Also, I can't figure out what makes it silly?



This VM basically maps the SECD machine, directly to the underlying Clojure environment, which being Lisp, is very close to begin with. (Since SECD was first intended to implement languages like Lisp.)

So, I suppose perhaps silly in the same way that the one page Lisp definitions written in Lisp are a bit silly. They presume that you already have garbage-collected Lisp-like cells, for example. And even if you have that, you still can't really use it as a practical programming language.

Consider how it evaluates a variable in an environment: https://github.com/zachallaun/secd/blob/master/src/secd/mach... It's the simplest, and worst, solution -- iterate over the linked list from the start until you find the value you want. Performance degrades exponentially the more variables you have. In a more "serious" interpreter or compiler, you'd want to do a transform at some point, and slip in the value directly, if possible. And if not, you want to call out to a fast lookup method, like a hash table or balanced tree.
##############################
-- Exercise instructions --
Write the next part of the SECD comment, picking up after its last sentence. The items are not needed for anything here.

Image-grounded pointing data
##############################
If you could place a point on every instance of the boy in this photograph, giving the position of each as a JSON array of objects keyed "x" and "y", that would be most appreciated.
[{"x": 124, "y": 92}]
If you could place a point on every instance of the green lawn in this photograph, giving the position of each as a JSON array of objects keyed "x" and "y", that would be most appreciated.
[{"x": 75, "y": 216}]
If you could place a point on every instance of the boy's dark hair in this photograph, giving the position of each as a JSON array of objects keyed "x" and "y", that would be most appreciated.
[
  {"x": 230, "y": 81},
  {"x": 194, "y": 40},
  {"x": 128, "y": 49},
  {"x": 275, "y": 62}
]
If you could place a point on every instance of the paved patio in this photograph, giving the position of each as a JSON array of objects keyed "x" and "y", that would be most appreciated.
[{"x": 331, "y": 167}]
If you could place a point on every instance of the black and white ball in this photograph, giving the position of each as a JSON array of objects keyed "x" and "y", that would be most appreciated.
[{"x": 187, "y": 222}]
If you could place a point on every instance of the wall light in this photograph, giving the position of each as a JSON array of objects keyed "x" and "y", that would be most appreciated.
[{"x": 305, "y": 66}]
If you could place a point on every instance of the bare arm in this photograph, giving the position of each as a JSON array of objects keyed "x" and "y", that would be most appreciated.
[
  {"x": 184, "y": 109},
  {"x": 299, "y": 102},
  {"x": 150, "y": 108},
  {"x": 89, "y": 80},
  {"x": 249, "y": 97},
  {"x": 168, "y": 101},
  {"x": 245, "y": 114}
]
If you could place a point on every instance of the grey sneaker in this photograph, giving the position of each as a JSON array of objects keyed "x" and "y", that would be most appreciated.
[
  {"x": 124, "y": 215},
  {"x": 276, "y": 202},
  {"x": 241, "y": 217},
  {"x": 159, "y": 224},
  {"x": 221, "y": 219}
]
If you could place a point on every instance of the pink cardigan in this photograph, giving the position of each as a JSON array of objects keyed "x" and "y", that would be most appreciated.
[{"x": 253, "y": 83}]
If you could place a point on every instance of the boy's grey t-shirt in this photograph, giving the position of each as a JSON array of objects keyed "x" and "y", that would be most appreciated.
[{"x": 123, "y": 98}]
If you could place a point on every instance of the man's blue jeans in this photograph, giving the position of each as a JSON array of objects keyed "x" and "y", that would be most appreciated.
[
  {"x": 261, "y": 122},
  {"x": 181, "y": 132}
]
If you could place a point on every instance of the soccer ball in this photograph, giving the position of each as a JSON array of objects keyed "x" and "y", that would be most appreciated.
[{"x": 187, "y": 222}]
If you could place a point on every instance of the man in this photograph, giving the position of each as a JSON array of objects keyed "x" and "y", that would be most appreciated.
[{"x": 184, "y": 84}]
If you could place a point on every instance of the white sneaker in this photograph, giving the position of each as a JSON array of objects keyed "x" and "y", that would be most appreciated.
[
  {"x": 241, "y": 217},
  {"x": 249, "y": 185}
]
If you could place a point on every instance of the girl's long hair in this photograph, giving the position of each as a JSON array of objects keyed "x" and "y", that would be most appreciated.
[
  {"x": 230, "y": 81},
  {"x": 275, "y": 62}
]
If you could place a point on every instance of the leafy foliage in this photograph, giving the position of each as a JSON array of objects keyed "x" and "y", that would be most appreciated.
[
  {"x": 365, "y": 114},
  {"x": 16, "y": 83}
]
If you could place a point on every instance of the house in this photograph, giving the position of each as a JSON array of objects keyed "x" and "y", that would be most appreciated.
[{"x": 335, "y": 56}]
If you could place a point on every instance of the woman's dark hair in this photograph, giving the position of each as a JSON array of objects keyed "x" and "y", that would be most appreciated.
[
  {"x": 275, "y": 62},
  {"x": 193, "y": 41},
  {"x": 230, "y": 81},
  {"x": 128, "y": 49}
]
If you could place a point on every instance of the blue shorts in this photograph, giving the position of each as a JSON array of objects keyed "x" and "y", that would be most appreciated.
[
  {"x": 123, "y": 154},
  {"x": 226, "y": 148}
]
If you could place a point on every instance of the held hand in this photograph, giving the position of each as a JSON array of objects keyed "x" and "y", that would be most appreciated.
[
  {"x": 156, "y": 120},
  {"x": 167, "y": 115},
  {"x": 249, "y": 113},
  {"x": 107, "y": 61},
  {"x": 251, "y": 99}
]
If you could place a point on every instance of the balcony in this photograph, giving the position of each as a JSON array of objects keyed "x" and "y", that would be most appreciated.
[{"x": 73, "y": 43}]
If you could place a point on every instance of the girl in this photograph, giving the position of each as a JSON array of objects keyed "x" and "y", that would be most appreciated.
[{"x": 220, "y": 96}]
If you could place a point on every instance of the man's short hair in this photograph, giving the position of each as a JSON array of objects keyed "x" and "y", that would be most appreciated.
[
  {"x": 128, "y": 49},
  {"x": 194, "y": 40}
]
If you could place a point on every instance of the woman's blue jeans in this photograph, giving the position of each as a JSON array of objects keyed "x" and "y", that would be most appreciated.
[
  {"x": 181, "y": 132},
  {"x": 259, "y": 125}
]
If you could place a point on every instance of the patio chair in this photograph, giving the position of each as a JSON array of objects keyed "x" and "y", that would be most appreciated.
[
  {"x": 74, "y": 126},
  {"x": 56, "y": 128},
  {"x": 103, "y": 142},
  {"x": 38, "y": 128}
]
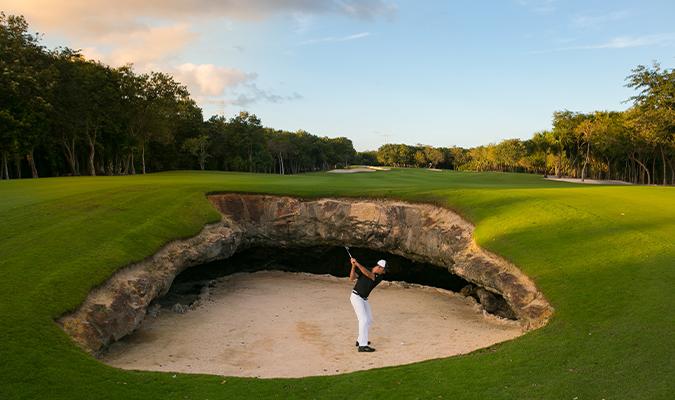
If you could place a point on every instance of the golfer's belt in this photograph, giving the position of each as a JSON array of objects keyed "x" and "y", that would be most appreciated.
[{"x": 357, "y": 293}]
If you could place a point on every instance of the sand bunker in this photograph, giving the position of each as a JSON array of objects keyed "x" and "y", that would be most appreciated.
[
  {"x": 280, "y": 324},
  {"x": 350, "y": 170},
  {"x": 589, "y": 181},
  {"x": 356, "y": 170}
]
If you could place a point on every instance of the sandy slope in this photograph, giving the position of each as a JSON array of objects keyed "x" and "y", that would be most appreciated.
[{"x": 277, "y": 324}]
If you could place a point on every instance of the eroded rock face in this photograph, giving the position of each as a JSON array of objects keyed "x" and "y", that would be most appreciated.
[{"x": 419, "y": 232}]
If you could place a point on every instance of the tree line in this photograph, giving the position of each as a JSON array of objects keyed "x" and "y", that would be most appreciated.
[
  {"x": 62, "y": 114},
  {"x": 636, "y": 145}
]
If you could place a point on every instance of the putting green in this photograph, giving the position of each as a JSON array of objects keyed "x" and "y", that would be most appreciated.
[{"x": 603, "y": 256}]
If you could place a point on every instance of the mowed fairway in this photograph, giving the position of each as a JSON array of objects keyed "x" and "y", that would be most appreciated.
[{"x": 603, "y": 255}]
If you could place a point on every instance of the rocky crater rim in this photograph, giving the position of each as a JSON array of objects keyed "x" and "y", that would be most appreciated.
[{"x": 423, "y": 233}]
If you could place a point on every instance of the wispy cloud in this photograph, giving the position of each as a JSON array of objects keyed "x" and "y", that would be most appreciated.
[
  {"x": 254, "y": 94},
  {"x": 332, "y": 39},
  {"x": 539, "y": 6},
  {"x": 591, "y": 21},
  {"x": 620, "y": 42}
]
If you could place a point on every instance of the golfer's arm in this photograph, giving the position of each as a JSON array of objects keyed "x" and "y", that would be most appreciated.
[{"x": 365, "y": 271}]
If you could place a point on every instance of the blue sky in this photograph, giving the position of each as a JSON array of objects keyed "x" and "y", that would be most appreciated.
[{"x": 435, "y": 72}]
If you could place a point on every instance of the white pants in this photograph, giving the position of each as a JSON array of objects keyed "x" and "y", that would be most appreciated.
[{"x": 364, "y": 315}]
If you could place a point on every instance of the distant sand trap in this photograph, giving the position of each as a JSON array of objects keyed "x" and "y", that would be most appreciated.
[
  {"x": 350, "y": 170},
  {"x": 589, "y": 181},
  {"x": 280, "y": 324}
]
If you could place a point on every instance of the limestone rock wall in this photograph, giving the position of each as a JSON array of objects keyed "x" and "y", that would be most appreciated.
[{"x": 417, "y": 231}]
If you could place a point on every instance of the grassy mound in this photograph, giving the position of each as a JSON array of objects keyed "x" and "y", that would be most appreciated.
[{"x": 603, "y": 256}]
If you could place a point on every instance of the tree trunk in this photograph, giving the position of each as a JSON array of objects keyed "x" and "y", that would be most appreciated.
[
  {"x": 558, "y": 167},
  {"x": 5, "y": 170},
  {"x": 281, "y": 164},
  {"x": 665, "y": 168},
  {"x": 69, "y": 149},
  {"x": 588, "y": 154},
  {"x": 143, "y": 158},
  {"x": 17, "y": 166},
  {"x": 91, "y": 141},
  {"x": 31, "y": 163},
  {"x": 645, "y": 169}
]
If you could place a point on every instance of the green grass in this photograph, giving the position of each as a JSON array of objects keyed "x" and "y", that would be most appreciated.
[{"x": 603, "y": 255}]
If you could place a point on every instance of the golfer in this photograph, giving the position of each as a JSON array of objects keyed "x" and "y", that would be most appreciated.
[{"x": 366, "y": 280}]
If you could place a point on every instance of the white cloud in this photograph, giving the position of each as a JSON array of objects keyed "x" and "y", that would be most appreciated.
[
  {"x": 151, "y": 34},
  {"x": 330, "y": 39},
  {"x": 591, "y": 21},
  {"x": 621, "y": 42},
  {"x": 538, "y": 6},
  {"x": 208, "y": 79}
]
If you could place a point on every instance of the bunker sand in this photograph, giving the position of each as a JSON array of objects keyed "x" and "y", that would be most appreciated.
[{"x": 279, "y": 324}]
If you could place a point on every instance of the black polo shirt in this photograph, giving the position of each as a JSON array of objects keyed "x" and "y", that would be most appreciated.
[{"x": 365, "y": 285}]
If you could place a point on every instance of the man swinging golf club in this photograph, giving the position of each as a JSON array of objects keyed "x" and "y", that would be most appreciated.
[{"x": 366, "y": 280}]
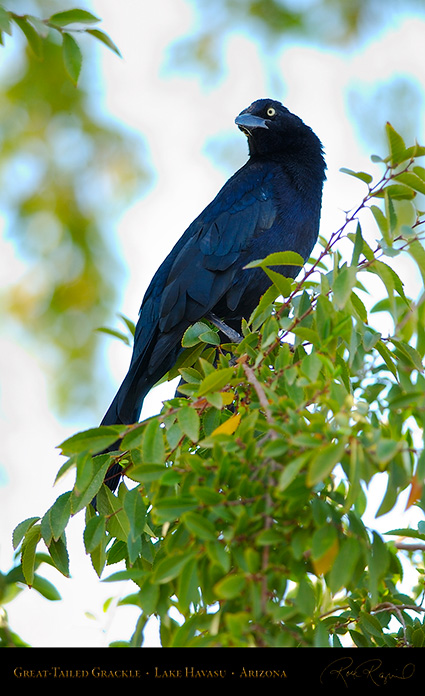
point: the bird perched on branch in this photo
(271, 204)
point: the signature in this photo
(345, 670)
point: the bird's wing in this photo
(204, 268)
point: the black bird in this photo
(271, 204)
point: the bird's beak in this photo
(248, 122)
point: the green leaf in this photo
(229, 587)
(216, 380)
(29, 546)
(168, 509)
(93, 440)
(5, 21)
(189, 422)
(408, 354)
(343, 285)
(363, 176)
(59, 554)
(324, 461)
(77, 16)
(279, 258)
(396, 145)
(136, 511)
(21, 529)
(105, 39)
(59, 514)
(46, 589)
(94, 532)
(344, 565)
(72, 57)
(195, 334)
(412, 180)
(387, 356)
(199, 526)
(80, 499)
(170, 567)
(153, 447)
(33, 38)
(283, 284)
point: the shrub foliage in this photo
(239, 517)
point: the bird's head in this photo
(272, 129)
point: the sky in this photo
(187, 123)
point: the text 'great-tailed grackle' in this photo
(271, 204)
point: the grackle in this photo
(271, 204)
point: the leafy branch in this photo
(67, 24)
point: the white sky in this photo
(176, 115)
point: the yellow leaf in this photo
(229, 426)
(227, 397)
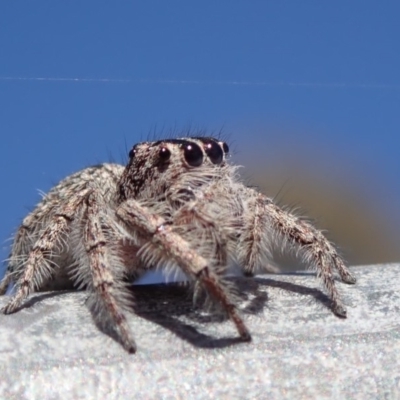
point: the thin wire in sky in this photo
(331, 85)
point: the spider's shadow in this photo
(171, 306)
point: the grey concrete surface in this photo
(51, 348)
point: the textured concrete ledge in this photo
(52, 349)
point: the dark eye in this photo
(225, 147)
(214, 152)
(164, 154)
(132, 152)
(193, 154)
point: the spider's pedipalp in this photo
(175, 247)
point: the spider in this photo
(178, 204)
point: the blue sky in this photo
(83, 80)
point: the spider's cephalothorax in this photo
(178, 204)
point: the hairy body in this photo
(178, 204)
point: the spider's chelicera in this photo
(178, 204)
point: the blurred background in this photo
(306, 93)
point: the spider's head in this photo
(154, 167)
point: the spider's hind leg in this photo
(311, 243)
(38, 264)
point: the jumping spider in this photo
(178, 204)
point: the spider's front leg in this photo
(160, 236)
(268, 222)
(106, 272)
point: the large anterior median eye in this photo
(132, 152)
(214, 152)
(225, 147)
(164, 154)
(193, 154)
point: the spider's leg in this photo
(108, 290)
(37, 264)
(161, 235)
(311, 242)
(7, 279)
(19, 253)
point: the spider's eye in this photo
(164, 154)
(225, 147)
(214, 152)
(193, 154)
(132, 152)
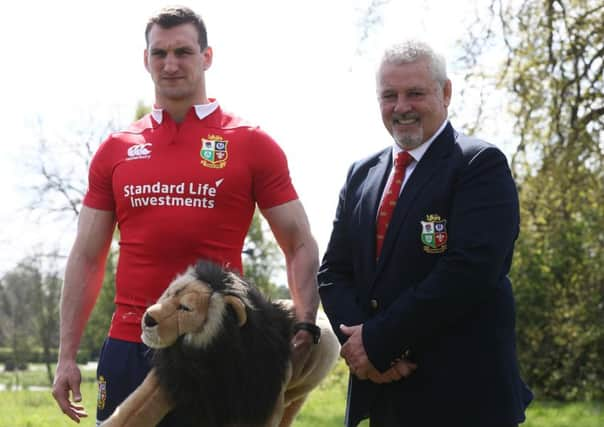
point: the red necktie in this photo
(389, 201)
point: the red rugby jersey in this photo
(181, 192)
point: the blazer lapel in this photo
(429, 164)
(372, 190)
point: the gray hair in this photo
(413, 50)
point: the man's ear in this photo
(239, 308)
(447, 92)
(146, 59)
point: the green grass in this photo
(325, 407)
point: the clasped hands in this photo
(353, 351)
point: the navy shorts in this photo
(122, 367)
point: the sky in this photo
(302, 70)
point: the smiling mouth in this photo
(405, 121)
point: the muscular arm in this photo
(83, 280)
(292, 231)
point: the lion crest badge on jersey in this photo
(214, 152)
(434, 234)
(102, 393)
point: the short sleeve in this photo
(100, 190)
(272, 183)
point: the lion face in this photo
(188, 307)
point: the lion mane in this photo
(222, 350)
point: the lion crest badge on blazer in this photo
(434, 234)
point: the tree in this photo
(552, 75)
(30, 315)
(45, 304)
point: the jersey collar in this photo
(201, 111)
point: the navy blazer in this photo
(439, 291)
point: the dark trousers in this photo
(122, 368)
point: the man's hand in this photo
(353, 351)
(400, 369)
(68, 379)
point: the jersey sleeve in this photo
(272, 183)
(100, 190)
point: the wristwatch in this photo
(313, 329)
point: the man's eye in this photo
(182, 52)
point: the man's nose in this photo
(170, 63)
(402, 105)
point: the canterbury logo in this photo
(139, 150)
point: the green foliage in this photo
(552, 75)
(141, 110)
(100, 318)
(263, 259)
(554, 72)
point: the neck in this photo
(177, 109)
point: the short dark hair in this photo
(173, 16)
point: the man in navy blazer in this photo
(428, 326)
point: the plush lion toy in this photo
(223, 356)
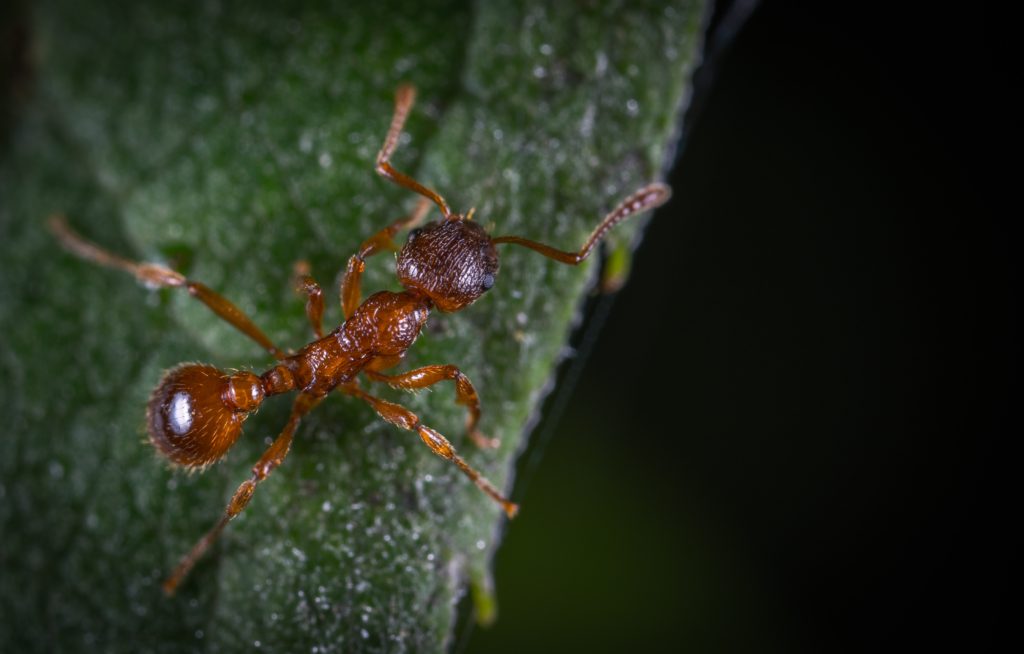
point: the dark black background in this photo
(790, 434)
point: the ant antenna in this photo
(640, 201)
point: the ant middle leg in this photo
(404, 419)
(465, 393)
(272, 458)
(404, 96)
(383, 240)
(155, 275)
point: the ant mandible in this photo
(195, 415)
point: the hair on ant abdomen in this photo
(197, 411)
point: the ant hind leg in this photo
(155, 275)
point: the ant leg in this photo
(404, 96)
(304, 282)
(272, 458)
(404, 419)
(350, 293)
(640, 201)
(155, 275)
(430, 375)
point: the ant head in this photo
(452, 261)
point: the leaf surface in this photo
(232, 141)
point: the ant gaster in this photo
(196, 413)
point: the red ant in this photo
(195, 416)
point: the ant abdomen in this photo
(196, 413)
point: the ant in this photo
(196, 413)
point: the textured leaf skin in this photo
(233, 141)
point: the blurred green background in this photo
(786, 436)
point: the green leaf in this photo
(232, 141)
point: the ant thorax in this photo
(453, 262)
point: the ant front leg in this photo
(383, 240)
(272, 458)
(404, 96)
(404, 419)
(155, 275)
(304, 282)
(430, 375)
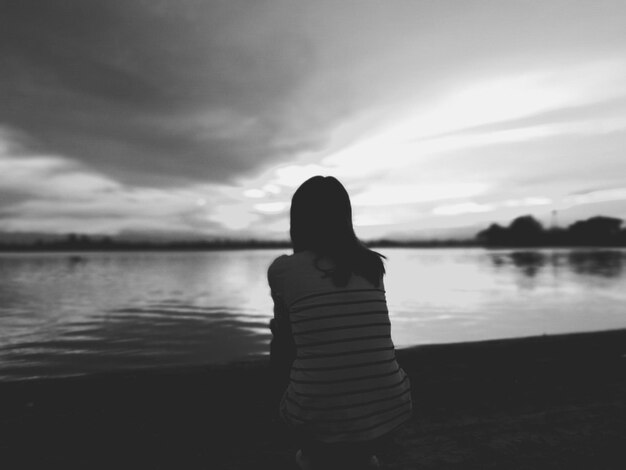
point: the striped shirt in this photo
(345, 383)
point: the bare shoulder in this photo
(278, 266)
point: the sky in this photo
(203, 117)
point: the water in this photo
(70, 314)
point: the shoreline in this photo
(551, 401)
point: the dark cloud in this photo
(155, 92)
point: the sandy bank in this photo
(533, 403)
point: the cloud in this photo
(206, 115)
(159, 92)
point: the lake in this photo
(64, 314)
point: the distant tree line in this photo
(528, 231)
(80, 242)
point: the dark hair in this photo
(321, 221)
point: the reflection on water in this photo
(607, 263)
(72, 314)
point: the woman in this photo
(345, 389)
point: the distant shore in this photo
(542, 402)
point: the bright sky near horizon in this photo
(204, 116)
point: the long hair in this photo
(321, 221)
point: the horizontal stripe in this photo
(320, 294)
(351, 392)
(345, 407)
(344, 353)
(369, 428)
(347, 366)
(339, 315)
(351, 379)
(334, 304)
(345, 327)
(354, 418)
(344, 340)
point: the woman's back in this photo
(345, 384)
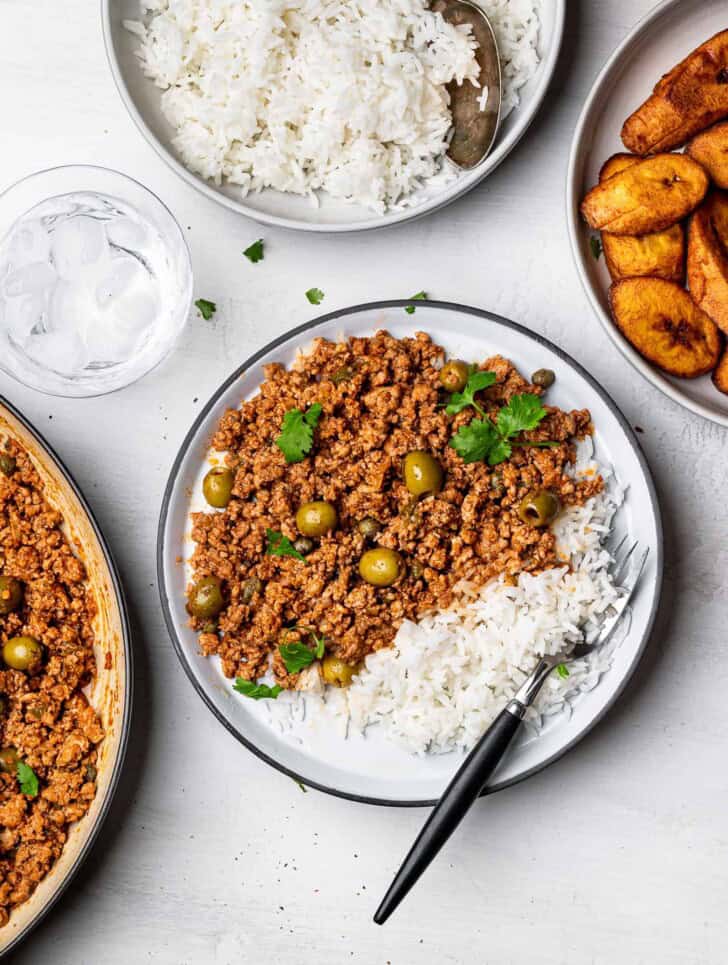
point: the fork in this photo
(483, 759)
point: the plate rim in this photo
(294, 333)
(574, 223)
(457, 189)
(128, 698)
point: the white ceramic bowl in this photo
(142, 100)
(659, 41)
(373, 770)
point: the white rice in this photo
(309, 95)
(449, 675)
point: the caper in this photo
(23, 653)
(205, 599)
(217, 486)
(250, 587)
(9, 758)
(11, 594)
(337, 673)
(303, 545)
(369, 527)
(454, 376)
(316, 519)
(344, 374)
(380, 566)
(422, 473)
(544, 378)
(539, 508)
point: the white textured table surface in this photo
(617, 854)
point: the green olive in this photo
(539, 508)
(23, 653)
(454, 376)
(422, 473)
(369, 527)
(11, 594)
(337, 673)
(205, 599)
(543, 377)
(316, 519)
(9, 758)
(217, 486)
(250, 587)
(380, 566)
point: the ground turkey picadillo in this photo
(46, 722)
(381, 399)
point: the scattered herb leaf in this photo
(596, 247)
(254, 252)
(315, 296)
(280, 545)
(461, 400)
(28, 780)
(419, 297)
(205, 308)
(296, 438)
(249, 688)
(482, 439)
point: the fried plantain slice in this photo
(666, 326)
(720, 374)
(661, 254)
(691, 97)
(711, 150)
(708, 258)
(649, 196)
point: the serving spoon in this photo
(466, 786)
(474, 129)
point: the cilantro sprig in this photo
(249, 688)
(279, 545)
(254, 252)
(206, 308)
(481, 439)
(297, 656)
(477, 381)
(27, 779)
(296, 438)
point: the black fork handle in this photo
(454, 804)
##############################
-- Task answer --
> iterate over the linked list from the start until you find the value you want

I know right, you would want to use two threads to iterate in both directions and capture the element for the current scope for faster iterations!

In practice, that lookup technique might not be an issue at all.


A mis-autocorrect from simple. The GitHub page has the word in the project title correctly as “simple”.